- Born: 6 March 1944 (age 82) Nottingham, England
- Education: University of Aberdeen, London School of Economics
- Known for: Dynamic Econometrics, Forecasting, Model Selection, Monte Carlo Simulation, Mis-Specification Testing, Progressive Research Methodology, LSE approach to econometrics, Autometrics, PcGive, OxMetrics, Gets Modeling
- Awards: Guy Medal (Bronze, 1986)
- Scientific career
- Fields: Econometrics
- Workplaces: University of Oxford
- Doctoral advisor: John Denis Sargan
- Website: www.nuff.ox.ac.uk/users/hendry

= David Forbes Hendry =

British econometrician (born 1944)

Sir David Forbes Hendry, FBA CStat (born 6 March 1944) is a British econometrician, currently a professor of economics and from 2001 to 2007 was head of the economics department at the University of Oxford. He is also a professorial fellow at Nuffield College, Oxford.

# # # #

▶ _EXERCISE_
Please continue the David Forbes Hendry biography from its last sentence. The lines that come next are separate material and are not part of the David Forbes Hendry biography.

▶ _RAW DATA_
# # # #

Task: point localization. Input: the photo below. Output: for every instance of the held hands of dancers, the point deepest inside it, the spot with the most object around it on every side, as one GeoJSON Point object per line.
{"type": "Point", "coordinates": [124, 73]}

# # # #

▶ _EXERCISE RESULT_
He was born in Nottingham to Scottish parents, and obtained an M.A. in economics with first class honours from the University of Aberdeen in 1966. He then went to the London School of Economics and completed an MSc (with distinction) in Econometrics and Mathematical Economics in 1967. He received his PhD from the London School of Economics under the supervision of John Denis Sargan in 1970, and until joining the University of Oxford as professor of economics in 1982, was a lecturer, then reader and finally professor of economics at the LSE. Hendry also served as a research professor at Duke University from 1987 until 1991.

His work is predominantly on time series econometrics and the econometrics of the demand for money. In recent years he has worked on the theory of forecasting and also on automated model building. He also studies the econometrics of climate change as co-director of the Climate Econometrics research centre at Nuffield College, Oxford.

He was elected a fellow of the British Academy, a fellow of the Econometric Society, honorary member of the American Economic Association and foreign honorary member of the American Academy of Arts and Sciences.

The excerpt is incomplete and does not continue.